> [INPUT ROWS]

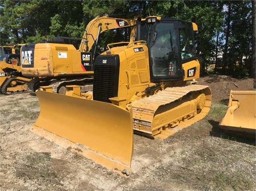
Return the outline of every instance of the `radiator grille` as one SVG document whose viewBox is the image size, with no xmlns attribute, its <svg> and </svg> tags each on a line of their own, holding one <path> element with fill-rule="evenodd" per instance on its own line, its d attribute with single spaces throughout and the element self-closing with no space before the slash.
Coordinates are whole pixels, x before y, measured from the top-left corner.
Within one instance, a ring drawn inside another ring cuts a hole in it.
<svg viewBox="0 0 256 191">
<path fill-rule="evenodd" d="M 93 95 L 94 100 L 111 103 L 109 98 L 117 96 L 119 65 L 115 64 L 115 59 L 108 58 L 109 64 L 97 64 L 99 61 L 95 61 Z"/>
</svg>

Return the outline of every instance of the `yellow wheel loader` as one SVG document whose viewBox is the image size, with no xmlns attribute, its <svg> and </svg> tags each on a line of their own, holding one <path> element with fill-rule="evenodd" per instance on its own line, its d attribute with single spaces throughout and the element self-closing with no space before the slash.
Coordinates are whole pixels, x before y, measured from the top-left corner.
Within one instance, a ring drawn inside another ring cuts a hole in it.
<svg viewBox="0 0 256 191">
<path fill-rule="evenodd" d="M 114 171 L 130 174 L 133 134 L 165 139 L 204 118 L 211 104 L 199 77 L 194 23 L 150 16 L 135 21 L 134 41 L 108 45 L 94 63 L 93 91 L 51 86 L 30 130 Z"/>
<path fill-rule="evenodd" d="M 30 79 L 22 76 L 18 54 L 7 54 L 0 57 L 0 93 L 8 95 L 26 91 Z"/>
<path fill-rule="evenodd" d="M 82 86 L 82 91 L 92 90 L 94 59 L 99 36 L 106 30 L 135 26 L 134 19 L 105 15 L 87 25 L 79 49 L 72 44 L 40 43 L 21 47 L 22 73 L 34 79 L 28 83 L 28 91 L 34 95 L 40 86 L 51 85 L 54 92 L 65 94 L 66 86 Z M 135 35 L 135 27 L 131 36 Z M 92 51 L 91 48 L 95 45 Z"/>
<path fill-rule="evenodd" d="M 230 91 L 228 108 L 219 126 L 239 136 L 255 138 L 256 91 Z"/>
</svg>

> [THE PROBLEM] Which lines in the rows above contain the word "their"? Show every such line in full.

> [THE OUTPUT]
Return the outline of every instance of the `radiator grille` as one SVG document whose viewBox is the image size, with no xmlns attribute, its <svg> and </svg> tags each on a line of their own, holding one <path> element with fill-rule="evenodd" per instance on its own line, its d attribute with single spaces throughout and the element self-closing with no space before the slash.
Return the outline of every instance of the `yellow wheel loader` as one SVG document whose viewBox is the image size, with no xmlns attribute, its <svg> and </svg> tags each on a line of their own, holding one <path> element with fill-rule="evenodd" per instance on its own line, its d attribute with single spaces throughout and the element self-closing with no space before the slash.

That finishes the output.